Exercise task
Copy out the part of the rows that opens with the first line and closes with the line containing "55,146 -> 210,158", including both of those lines. Omit the picture from your copy.

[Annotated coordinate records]

————

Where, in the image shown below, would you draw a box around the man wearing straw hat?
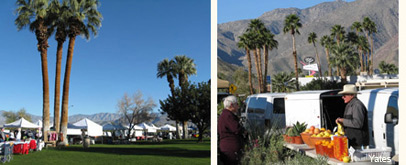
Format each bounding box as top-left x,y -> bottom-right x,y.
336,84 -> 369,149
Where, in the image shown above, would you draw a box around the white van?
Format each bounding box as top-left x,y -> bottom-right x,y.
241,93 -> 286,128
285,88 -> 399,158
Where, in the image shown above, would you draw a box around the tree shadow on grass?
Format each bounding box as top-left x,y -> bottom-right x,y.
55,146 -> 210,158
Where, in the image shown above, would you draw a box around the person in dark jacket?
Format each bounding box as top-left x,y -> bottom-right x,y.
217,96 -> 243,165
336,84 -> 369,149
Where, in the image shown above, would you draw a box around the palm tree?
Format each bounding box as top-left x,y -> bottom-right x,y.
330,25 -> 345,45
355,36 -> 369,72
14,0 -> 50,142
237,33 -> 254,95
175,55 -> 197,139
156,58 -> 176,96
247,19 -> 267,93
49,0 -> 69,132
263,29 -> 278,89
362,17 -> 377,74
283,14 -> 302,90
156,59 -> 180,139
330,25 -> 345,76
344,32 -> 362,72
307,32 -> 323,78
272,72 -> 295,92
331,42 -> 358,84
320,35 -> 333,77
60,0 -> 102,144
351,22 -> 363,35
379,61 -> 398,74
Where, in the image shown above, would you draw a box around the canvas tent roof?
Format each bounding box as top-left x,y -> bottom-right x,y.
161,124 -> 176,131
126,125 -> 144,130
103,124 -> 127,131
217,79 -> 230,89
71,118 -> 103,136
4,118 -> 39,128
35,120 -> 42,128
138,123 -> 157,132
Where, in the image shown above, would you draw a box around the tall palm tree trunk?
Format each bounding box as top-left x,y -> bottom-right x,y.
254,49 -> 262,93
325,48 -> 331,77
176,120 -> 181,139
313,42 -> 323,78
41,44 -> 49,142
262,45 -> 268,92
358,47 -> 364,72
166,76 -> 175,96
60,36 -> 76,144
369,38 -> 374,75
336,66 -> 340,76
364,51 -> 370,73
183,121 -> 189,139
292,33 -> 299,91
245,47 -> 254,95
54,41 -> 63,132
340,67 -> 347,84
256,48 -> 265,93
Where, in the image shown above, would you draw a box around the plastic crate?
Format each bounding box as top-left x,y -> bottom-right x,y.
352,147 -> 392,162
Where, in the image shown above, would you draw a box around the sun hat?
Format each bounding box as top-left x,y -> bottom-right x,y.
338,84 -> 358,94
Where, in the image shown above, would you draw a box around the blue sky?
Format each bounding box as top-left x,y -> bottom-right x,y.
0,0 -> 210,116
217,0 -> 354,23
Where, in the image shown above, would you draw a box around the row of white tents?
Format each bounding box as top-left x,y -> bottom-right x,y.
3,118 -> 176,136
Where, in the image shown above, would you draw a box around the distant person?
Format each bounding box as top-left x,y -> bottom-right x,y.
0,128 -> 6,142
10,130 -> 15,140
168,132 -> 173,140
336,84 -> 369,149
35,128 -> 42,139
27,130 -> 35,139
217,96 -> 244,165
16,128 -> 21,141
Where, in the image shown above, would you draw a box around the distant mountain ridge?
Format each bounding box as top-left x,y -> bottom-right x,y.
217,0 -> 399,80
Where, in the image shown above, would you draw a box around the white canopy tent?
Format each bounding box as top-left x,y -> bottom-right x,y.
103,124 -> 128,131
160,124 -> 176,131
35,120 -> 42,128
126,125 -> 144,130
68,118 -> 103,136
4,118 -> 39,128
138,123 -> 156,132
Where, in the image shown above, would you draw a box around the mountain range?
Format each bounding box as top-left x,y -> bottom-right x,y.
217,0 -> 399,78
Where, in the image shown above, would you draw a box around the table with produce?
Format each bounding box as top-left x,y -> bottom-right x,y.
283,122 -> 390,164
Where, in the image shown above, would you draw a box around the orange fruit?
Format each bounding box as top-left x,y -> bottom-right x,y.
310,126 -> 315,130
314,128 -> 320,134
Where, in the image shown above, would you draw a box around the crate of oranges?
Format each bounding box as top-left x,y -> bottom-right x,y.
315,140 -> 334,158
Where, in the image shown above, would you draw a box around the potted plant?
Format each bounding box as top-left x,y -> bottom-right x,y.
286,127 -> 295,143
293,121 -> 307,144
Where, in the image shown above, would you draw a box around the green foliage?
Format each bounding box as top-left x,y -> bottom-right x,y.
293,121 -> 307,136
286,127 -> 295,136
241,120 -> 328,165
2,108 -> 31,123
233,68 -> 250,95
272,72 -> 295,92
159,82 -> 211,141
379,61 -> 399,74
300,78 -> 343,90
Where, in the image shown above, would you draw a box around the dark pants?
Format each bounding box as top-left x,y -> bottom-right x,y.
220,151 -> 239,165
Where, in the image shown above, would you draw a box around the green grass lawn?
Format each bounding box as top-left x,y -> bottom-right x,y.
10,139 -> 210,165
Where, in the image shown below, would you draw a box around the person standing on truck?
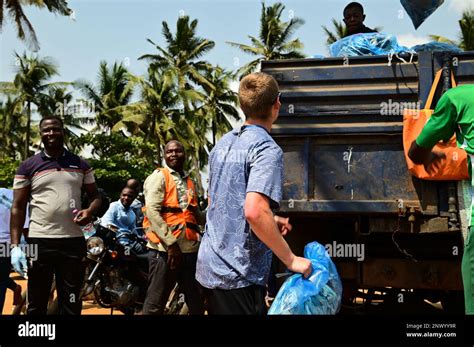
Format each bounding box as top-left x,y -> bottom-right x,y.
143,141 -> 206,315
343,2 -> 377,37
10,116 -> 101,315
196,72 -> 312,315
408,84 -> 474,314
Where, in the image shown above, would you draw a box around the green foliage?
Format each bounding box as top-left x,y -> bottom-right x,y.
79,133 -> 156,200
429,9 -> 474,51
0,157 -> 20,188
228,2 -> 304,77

————

Answer for this exercise
Where, in the image shown below, would you draw a box around the man wearing straw hat?
Format each bounding box as top-left x,y -> bottom-right x,y.
336,84 -> 369,149
Where, in the image shown above, would you draw a box around the white van?
Format each bounding box as top-left x,y -> bottom-right x,y.
241,93 -> 286,128
285,88 -> 399,158
Where, in the image shown above, would you draw a box around the tree shadow on grass?
Format each bounding box as top-left x,y -> bottom-right x,y.
55,146 -> 210,158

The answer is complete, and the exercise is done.